Task description: Set out the items below as a numbered list with blank lines dropped, and leave the pictures out of your answer.

Input data:
begin

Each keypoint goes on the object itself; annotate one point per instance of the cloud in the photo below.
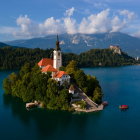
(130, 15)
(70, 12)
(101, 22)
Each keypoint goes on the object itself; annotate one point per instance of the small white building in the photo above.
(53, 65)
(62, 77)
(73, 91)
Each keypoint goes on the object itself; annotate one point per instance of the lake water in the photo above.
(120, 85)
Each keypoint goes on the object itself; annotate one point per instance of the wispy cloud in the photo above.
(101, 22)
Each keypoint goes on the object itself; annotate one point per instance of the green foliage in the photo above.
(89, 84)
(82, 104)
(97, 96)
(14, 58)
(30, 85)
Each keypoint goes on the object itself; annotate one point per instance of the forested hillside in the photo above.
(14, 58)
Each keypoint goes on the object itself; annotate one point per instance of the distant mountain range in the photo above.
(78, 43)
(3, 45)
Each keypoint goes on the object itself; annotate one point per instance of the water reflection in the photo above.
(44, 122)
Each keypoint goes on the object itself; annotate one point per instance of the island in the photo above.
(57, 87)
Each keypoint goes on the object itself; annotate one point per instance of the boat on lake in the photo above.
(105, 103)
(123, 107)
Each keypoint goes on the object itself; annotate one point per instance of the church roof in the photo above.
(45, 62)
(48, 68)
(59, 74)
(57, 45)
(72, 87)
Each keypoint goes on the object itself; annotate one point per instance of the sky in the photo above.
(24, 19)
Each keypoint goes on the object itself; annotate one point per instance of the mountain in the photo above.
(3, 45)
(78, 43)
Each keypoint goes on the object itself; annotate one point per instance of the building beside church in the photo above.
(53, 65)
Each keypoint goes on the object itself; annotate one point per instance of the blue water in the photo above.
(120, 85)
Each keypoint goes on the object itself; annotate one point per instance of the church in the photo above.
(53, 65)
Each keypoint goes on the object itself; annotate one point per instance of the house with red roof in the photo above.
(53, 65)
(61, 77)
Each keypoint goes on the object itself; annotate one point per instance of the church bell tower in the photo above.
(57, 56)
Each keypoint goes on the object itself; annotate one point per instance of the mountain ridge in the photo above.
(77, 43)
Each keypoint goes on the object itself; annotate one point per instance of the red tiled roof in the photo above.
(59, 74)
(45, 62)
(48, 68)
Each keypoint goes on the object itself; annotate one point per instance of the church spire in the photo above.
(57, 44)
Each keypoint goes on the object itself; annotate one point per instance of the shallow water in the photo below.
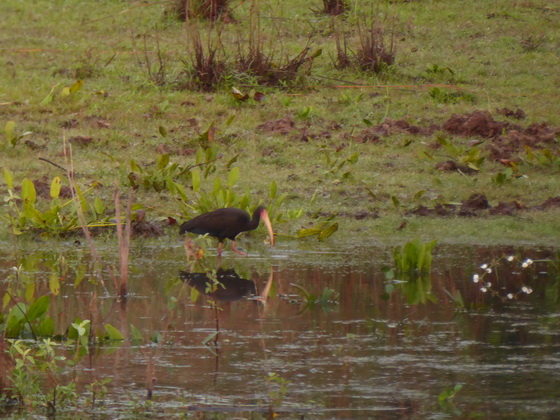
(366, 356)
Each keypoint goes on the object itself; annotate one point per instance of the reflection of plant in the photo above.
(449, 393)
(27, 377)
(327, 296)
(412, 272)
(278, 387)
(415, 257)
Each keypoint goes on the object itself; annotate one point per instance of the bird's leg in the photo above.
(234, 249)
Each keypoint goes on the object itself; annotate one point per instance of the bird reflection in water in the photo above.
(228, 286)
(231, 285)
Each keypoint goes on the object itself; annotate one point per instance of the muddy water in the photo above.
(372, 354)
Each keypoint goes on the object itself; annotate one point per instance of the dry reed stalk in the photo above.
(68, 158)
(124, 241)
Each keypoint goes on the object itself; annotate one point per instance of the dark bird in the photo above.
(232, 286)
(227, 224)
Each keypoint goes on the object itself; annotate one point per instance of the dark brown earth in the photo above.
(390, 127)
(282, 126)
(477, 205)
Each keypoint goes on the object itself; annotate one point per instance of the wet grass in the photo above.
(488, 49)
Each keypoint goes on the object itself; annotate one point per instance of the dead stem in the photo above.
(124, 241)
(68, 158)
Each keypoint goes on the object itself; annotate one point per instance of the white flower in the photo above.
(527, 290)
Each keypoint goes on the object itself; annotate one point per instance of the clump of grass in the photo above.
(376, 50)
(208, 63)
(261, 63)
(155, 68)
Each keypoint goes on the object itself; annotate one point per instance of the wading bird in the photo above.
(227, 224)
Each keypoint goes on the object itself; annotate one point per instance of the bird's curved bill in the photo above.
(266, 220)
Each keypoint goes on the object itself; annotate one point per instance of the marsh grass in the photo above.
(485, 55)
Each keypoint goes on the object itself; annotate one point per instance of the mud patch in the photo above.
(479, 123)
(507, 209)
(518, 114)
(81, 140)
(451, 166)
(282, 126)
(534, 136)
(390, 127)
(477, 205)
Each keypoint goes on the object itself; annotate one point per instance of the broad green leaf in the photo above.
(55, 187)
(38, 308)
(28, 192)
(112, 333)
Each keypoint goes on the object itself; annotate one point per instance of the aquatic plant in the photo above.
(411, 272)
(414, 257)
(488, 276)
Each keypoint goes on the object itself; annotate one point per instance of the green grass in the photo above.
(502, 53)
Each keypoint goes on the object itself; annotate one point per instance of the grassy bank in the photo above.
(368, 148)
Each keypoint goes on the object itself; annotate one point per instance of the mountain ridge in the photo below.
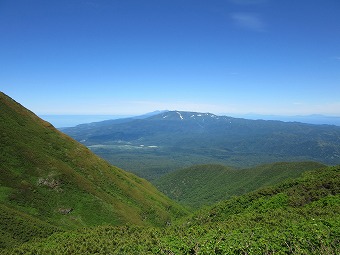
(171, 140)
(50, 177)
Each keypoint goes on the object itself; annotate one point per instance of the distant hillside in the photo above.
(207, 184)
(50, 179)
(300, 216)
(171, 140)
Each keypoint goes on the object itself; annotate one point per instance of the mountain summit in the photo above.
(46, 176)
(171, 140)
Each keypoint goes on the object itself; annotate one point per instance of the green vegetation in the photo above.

end

Output of the task:
1. Each keypoint goes on the object itself; annotate one point per instance of the cloud in the photo below.
2. (130, 15)
3. (70, 12)
4. (101, 22)
5. Each keypoint goes on the object itself; annotate one point per instance of the small white building in the photo above.
6. (53, 65)
7. (62, 77)
8. (73, 91)
9. Each keypoint goes on the object itself; annotate one point per instance of the lake water in the photo above.
10. (120, 85)
11. Each keypoint goes on the object itself; annotate one point per instance of the wispy cloud in the photo above.
12. (101, 22)
13. Each keypoint goes on the object itself; annotate one point per instance of the green foliage in the photo above.
14. (89, 84)
15. (82, 104)
16. (97, 96)
17. (14, 58)
18. (30, 85)
19. Each keypoint goes on the object itself; annotate one point per instance of the forested hillside in the photo above.
20. (14, 58)
21. Each keypoint goes on the object itself; annotate one point per instance of the distant mountain range in the photo above.
22. (78, 43)
23. (3, 45)
24. Each keypoint goes on the object itself; annotate one point per instance of the water reflection in the photo above.
25. (44, 122)
26. Each keypoint goes on the object itself; annotate one point per instance of the island in the photo above.
27. (57, 87)
28. Each keypoint goes on the object itself; annotate one point per instance of the boat on lake in the photo above.
29. (105, 103)
30. (123, 107)
31. Each keypoint goes on the object itself; annotate one point per instance of the church roof in the photo above.
32. (45, 62)
33. (48, 68)
34. (59, 74)
35. (57, 45)
36. (72, 87)
37. Each keypoint goes on the object itself; annotate one point per instance of the sky in the photo above.
38. (24, 19)
39. Each keypoint goes on the object itself; annotate one point per instance of the mountain in the photo above.
40. (3, 45)
41. (78, 43)
42. Each keypoint goes on the object itself; annotate one point per instance of the building beside church in the photo above.
43. (53, 65)
44. Each keypoint goes on the object itself; annotate one point per instance of the blue water in the photo above.
45. (120, 85)
46. Each keypoint goes on the object itself; annotate one point per instance of the church in the photo above.
47. (53, 65)
48. Each keypoint goes on the object itself; annotate one point per instance of the house with red roof in the photo above.
49. (53, 65)
50. (61, 77)
51. Each keypoint goes on the object itself; annotate one point per instance of the church bell tower in the photo above.
52. (57, 56)
53. Each keypoint goes on the object itself; annotate one point per instance of the mountain ridge in the photo above.
54. (77, 43)
55. Each keypoint goes on the object itself; annotate one point per instance of the red tiled roof in the photo above.
56. (59, 74)
57. (45, 62)
58. (48, 68)
59. Each keypoint goes on the object itself; annotate one point per instance of the church spire in the photo above.
60. (57, 44)
61. Each keypoint goes on the object itself; annotate one point per instance of the shallow water in the photo below.
62. (366, 356)
63. Each keypoint goes on the object itself; annotate one point per instance of the reflection of plant in the photo above.
64. (449, 393)
65. (27, 377)
66. (327, 296)
67. (412, 272)
68. (278, 387)
69. (415, 257)
70. Each keypoint goes on the object itself; annotate one point per instance of the bird's leg in the photo above.
71. (234, 249)
72. Each keypoint goes on the object itself; annotate one point per instance of the bird reflection in water in the photo above.
73. (228, 286)
74. (231, 285)
75. Each keypoint goes on the object itself; annotate one point per instance of the muddy water in the photo above.
76. (372, 354)
77. Each keypoint goes on the object itself; annotate one point per instance of the dry reed stalk in the photo above.
78. (68, 158)
79. (124, 241)
80. Each keypoint goes on the object itself; annotate one point per instance of the dark bird in the photo above.
81. (232, 286)
82. (227, 224)
83. Each keypoint goes on the object itself; annotate one point per instance of the dark brown earth in the photo above.
84. (390, 127)
85. (282, 126)
86. (477, 205)
87. Each keypoint goes on the object itself; annotate one point per instance of the wet grass in the photo above.
88. (488, 49)
89. Each keypoint goes on the object itself; annotate one point per instance of the dead stem in the photo above.
90. (124, 241)
91. (68, 158)
92. Each keypoint goes on the object itself; annotate one point per instance of the white flower in the photo above.
93. (527, 290)
94. Each keypoint goes on the object itself; annotate one point per instance of the clump of grass in the photo above.
95. (376, 50)
96. (208, 63)
97. (261, 63)
98. (155, 68)
99. Each keypoint goes on the object itself; annotate one point per instance of the wading bird in the photo above.
100. (227, 224)
101. Each keypoint goes on the object itself; annotate one point per instance of the bird's curved bill in the photo above.
102. (266, 220)
103. Each keypoint goes on the object itself; annotate one point per instance of the marsh grass in the photo above.
104. (485, 55)
105. Each keypoint goes on the object itself; annotate one point per instance of the mud patch in the photo above.
106. (479, 123)
107. (507, 209)
108. (518, 114)
109. (81, 140)
110. (451, 166)
111. (282, 126)
112. (534, 136)
113. (390, 127)
114. (477, 205)
115. Each keypoint goes on the object itself; annotate one point per instance of the broad green leaf in the photo above.
116. (55, 187)
117. (38, 308)
118. (28, 192)
119. (112, 333)
120. Each keypoint goes on the object itself; annotate one point per instance of the aquatic plant in the photo above.
121. (411, 272)
122. (414, 257)
123. (488, 276)
124. Each keypoint goes on the object itself; annotate one point per instance of the green grass in the photo above.
125. (502, 53)
126. Each keypoint goes on the object itself; annotate one point per instance of the grassy bank in the photo above.
127. (368, 148)
128. Each keypoint goes on the object itself; annotate one point per instance of the mountain ridge in the photo below.
129. (171, 140)
130. (50, 177)
131. Each keypoint goes on the object itself; annotate one point per instance of the distant hillside in the photo above.
132. (207, 184)
133. (50, 179)
134. (300, 216)
135. (171, 140)
136. Each keypoint goes on the object itself; annotate one point per instance of the mountain summit in the photo above.
137. (46, 176)
138. (171, 140)
139. Each keypoint goes on the object itself; annotate one point per instance of the green vegetation in the photo above.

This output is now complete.